*Written exercise:*
Reproduce all of the material below line for line, without altering a single character.

*Records shown:*
____

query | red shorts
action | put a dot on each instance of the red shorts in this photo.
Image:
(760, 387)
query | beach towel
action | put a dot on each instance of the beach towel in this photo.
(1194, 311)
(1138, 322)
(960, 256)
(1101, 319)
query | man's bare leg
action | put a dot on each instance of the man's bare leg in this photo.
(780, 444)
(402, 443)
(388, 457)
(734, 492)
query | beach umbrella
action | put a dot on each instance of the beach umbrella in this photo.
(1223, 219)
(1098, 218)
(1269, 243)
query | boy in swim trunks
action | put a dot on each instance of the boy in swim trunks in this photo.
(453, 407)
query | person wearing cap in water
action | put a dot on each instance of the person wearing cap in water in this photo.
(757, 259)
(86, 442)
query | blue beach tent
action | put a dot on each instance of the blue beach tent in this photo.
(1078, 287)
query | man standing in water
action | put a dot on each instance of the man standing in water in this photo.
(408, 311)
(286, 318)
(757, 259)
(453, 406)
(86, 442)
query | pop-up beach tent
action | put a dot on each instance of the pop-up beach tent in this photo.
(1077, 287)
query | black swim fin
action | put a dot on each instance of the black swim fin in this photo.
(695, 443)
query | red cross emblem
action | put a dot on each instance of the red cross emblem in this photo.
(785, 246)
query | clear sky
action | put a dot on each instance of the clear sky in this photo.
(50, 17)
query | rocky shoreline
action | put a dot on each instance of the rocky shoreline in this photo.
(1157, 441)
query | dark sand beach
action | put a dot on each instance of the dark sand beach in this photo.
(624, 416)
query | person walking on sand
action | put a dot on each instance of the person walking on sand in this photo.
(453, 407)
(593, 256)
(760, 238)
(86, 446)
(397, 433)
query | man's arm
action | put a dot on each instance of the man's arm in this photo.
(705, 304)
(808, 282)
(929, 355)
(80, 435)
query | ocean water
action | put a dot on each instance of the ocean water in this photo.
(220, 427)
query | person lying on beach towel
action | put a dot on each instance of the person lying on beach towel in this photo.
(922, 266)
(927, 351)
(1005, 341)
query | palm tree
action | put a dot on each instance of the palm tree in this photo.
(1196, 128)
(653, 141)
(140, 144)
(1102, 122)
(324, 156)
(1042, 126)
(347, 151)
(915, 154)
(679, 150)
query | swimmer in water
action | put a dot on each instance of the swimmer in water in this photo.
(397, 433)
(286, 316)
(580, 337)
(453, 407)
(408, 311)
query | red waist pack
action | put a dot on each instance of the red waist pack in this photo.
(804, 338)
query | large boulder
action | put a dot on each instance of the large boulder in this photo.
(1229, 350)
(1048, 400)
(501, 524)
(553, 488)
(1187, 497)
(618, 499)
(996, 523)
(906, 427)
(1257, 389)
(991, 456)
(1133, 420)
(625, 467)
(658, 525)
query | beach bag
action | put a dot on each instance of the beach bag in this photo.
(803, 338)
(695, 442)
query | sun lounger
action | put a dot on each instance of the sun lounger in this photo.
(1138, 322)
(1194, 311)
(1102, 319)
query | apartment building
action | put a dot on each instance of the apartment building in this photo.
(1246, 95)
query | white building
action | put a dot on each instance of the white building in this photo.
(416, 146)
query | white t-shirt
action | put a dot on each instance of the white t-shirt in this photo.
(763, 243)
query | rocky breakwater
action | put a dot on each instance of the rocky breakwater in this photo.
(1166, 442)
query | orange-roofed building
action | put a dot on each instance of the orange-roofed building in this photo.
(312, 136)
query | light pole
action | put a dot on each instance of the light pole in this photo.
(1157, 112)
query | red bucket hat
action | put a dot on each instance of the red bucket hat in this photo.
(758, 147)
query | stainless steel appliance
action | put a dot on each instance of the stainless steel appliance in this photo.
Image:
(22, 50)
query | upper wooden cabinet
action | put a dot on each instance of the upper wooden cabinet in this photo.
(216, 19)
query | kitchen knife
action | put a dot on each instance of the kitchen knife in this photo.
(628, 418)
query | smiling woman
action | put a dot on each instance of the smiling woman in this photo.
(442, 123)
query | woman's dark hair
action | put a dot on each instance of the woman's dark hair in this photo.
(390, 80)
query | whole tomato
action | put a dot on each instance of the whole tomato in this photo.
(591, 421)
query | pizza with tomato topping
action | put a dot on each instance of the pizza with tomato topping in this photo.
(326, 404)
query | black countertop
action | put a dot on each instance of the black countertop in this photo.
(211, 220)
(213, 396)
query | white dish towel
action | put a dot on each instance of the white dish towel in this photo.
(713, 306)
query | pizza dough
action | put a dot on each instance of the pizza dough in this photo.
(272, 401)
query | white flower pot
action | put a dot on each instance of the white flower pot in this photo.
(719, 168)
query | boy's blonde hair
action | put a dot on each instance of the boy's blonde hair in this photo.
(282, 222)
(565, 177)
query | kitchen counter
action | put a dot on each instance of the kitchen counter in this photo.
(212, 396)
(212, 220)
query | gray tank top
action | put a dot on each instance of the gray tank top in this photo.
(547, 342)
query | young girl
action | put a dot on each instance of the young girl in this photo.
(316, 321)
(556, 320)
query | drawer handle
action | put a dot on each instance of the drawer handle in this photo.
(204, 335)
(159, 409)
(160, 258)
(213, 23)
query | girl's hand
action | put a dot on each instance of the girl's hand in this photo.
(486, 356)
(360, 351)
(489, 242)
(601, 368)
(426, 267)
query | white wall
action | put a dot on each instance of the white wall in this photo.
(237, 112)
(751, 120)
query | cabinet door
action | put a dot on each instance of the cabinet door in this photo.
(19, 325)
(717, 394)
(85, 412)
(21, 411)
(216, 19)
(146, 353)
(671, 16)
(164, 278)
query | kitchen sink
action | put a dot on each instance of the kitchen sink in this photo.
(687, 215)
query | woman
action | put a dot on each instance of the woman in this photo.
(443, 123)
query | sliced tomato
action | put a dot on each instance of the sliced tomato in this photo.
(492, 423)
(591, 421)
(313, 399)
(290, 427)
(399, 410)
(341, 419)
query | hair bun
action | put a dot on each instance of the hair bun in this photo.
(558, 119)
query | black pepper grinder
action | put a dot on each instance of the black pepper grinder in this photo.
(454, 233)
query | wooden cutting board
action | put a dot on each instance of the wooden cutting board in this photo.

____

*Expected answer:*
query | red shorts
action | put a dot on each instance of the red shorts in this photo.
Image:
(760, 387)
query | beach towel
action | put a dot on each instance of the beach towel in this photo.
(1194, 311)
(1138, 322)
(960, 256)
(1101, 319)
query | man's bare leg
action | put a dot on each instance of the man's bare leg in this photo.
(780, 444)
(402, 443)
(388, 457)
(734, 492)
query | beach umbrella
action | put a dot on each instance of the beach umbrella in this photo.
(1223, 219)
(1098, 218)
(1269, 243)
query | boy in swim trunks
action | put a dot on each instance of the boy in swim trunks in this photo.
(453, 407)
query | person wearing cap in water
action | put a dot on each instance of the person wearing cap in water in this photo.
(757, 259)
(86, 442)
query | blue beach tent
action | put a dot on each instance of the blue beach tent in this photo.
(1078, 287)
query | man standing in water
action | put a dot on each instance of the man standing in water in this photo.
(408, 311)
(286, 318)
(757, 259)
(453, 406)
(86, 442)
query | pop-up beach tent
action | put a dot on each instance of the pop-up beach tent in this photo.
(1077, 287)
query | black swim fin
action | put a dot on each instance of the black swim fin in this photo.
(695, 443)
query | red cross emblem
action | put a dot on each instance of the red cross emblem in this photo.
(785, 246)
query | clear sky
action | put a dot on each instance of the clear sky in this photo.
(50, 17)
query | rocky shoreline
action | put a dot on each instance of the rocky shoreline in this photo.
(1157, 441)
query | dark sand beach
action | put a dot on each instance of the dark sand beach in this photo.
(624, 416)
query | person walking on sand
action | put a dot on each instance of the person walking on sand in this photo.
(453, 407)
(593, 256)
(760, 238)
(86, 446)
(397, 433)
query | man's arm
action | put a dot on each instance of the man's arm in this photo.
(705, 304)
(808, 282)
(929, 355)
(80, 435)
query | ocean water
action | put a dot on each instance of the ocean water in this photo.
(220, 427)
query | person lying on beach towel
action | put a dot on each instance of the person lying on beach towel in this photo.
(922, 266)
(927, 351)
(1005, 341)
query | palm tree
action | put a dot on each instance of the palm tree in this photo.
(1196, 128)
(653, 141)
(140, 144)
(1102, 122)
(324, 156)
(1042, 126)
(347, 151)
(915, 154)
(679, 150)
query | swimmer in water
action | put a dot on each instance of the swimmer in water in this photo.
(397, 433)
(286, 316)
(580, 337)
(453, 407)
(408, 311)
query | red waist pack
action | put a dot on each instance of the red waist pack in this photo.
(804, 338)
query | large boulder
action | put a dot on each instance of the large boulder in this photo.
(1229, 350)
(1048, 400)
(501, 524)
(553, 488)
(1187, 497)
(618, 499)
(996, 523)
(906, 427)
(1257, 389)
(991, 456)
(1133, 420)
(625, 467)
(658, 525)
query | beach bag
action | put a dot on each instance of the beach bag in this photo.
(803, 338)
(695, 442)
query | sun lounger
action | put a dot on each instance of the sun lounger in this photo.
(1138, 322)
(1194, 311)
(1102, 319)
query | apartment building
action | put a dot on each instance of the apartment building in this photo.
(1246, 95)
query | white building
action | put a dot on each instance of the white building in this photo.
(416, 146)
query | white t-shirt
action | put a dot on each instance of the white t-shirt in this photo.
(763, 243)
query | rocky breakwater
action | put a dot on each instance of the rocky breakwater in this photo.
(1166, 442)
query | orange-roofed building
action | put a dot on each instance of the orange-roofed building in this photo.
(312, 136)
query | light pole
action | put a dot on each instance of the light pole in this photo.
(1157, 112)
query | red bucket hat
action | put a dot on each instance of the red bucket hat in this photo.
(758, 147)
query | stainless steel appliance
action | put a dot on each instance of the stainless steel appliance in this photo.
Image:
(22, 50)
query | upper wooden cabinet
action | put a dot on each instance of the upper wooden cabinet in this photo.
(216, 19)
query | kitchen knife
action | put a dot on each instance of the kitchen knife in this photo.
(628, 418)
query | smiling woman
action | put a dot on each instance of the smiling woman in this photo.
(442, 123)
query | woman's dark hair
action | put a dot on each instance of the woman's dark hair in this photo.
(390, 80)
query | whole tomato
action | put a dot on each instance of the whole tomato in this photo.
(591, 421)
query | pizza with tomato topping
action | put a dot on each instance of the pizza with tomato topping in this photo.
(326, 404)
query | black countertop
action | put a dot on each instance of the black countertop in this photo.
(211, 220)
(213, 396)
query | white dish towel
action | put a dot on each instance of the white dish towel in this photo.
(713, 306)
query | pizza dough
action | put a dot on each instance of the pizza dough in this photo.
(272, 401)
query | white flower pot
action | put a dot on each instance of the white flower pot in this photo.
(719, 168)
query | boy's blonde hair
action | put a dot on each instance of the boy's blonde hair in this photo.
(282, 222)
(565, 177)
query | kitchen counter
action | put a dot on each instance of the kitchen counter in this photo.
(212, 396)
(212, 220)
query | gray tank top
action | put a dot on each instance of the gray tank top in this photo.
(547, 342)
query | young girl
action | put a dot on each instance of the young girl in this photo.
(316, 321)
(556, 320)
query | drawer handle
action | put a dot on each instance of the drawer handle in this photo.
(204, 335)
(159, 409)
(160, 258)
(213, 23)
query | girl's hand
action | put a dot on each instance of the girl's hand in this photo.
(486, 356)
(360, 351)
(489, 242)
(601, 368)
(426, 267)
query | white wall
action | put a dot on each instance of the white wall in this photo.
(237, 112)
(751, 120)
query | cabinet door
action | put a dot on each instance of the cabinet door in this photo.
(19, 325)
(717, 394)
(85, 412)
(21, 411)
(216, 19)
(146, 353)
(671, 16)
(164, 278)
query | kitchen sink
action | put a dot on each instance of the kitchen sink in this photo.
(687, 215)
query | woman
action | put a dot on each instance of the woman in this photo.
(443, 123)
query | sliced tomato
action | put a dot on each instance of the sliced tomato in this photo.
(492, 423)
(591, 421)
(313, 399)
(290, 427)
(399, 410)
(341, 419)
query | hair bun
action | put a dot on each instance of the hair bun in this photo.
(558, 119)
query | black pepper grinder
action | put a dot on each instance of the black pepper grinder in this photo.
(454, 233)
query | wooden cutting board
action | put a dot on each instance of the wooden cutting board in this photo.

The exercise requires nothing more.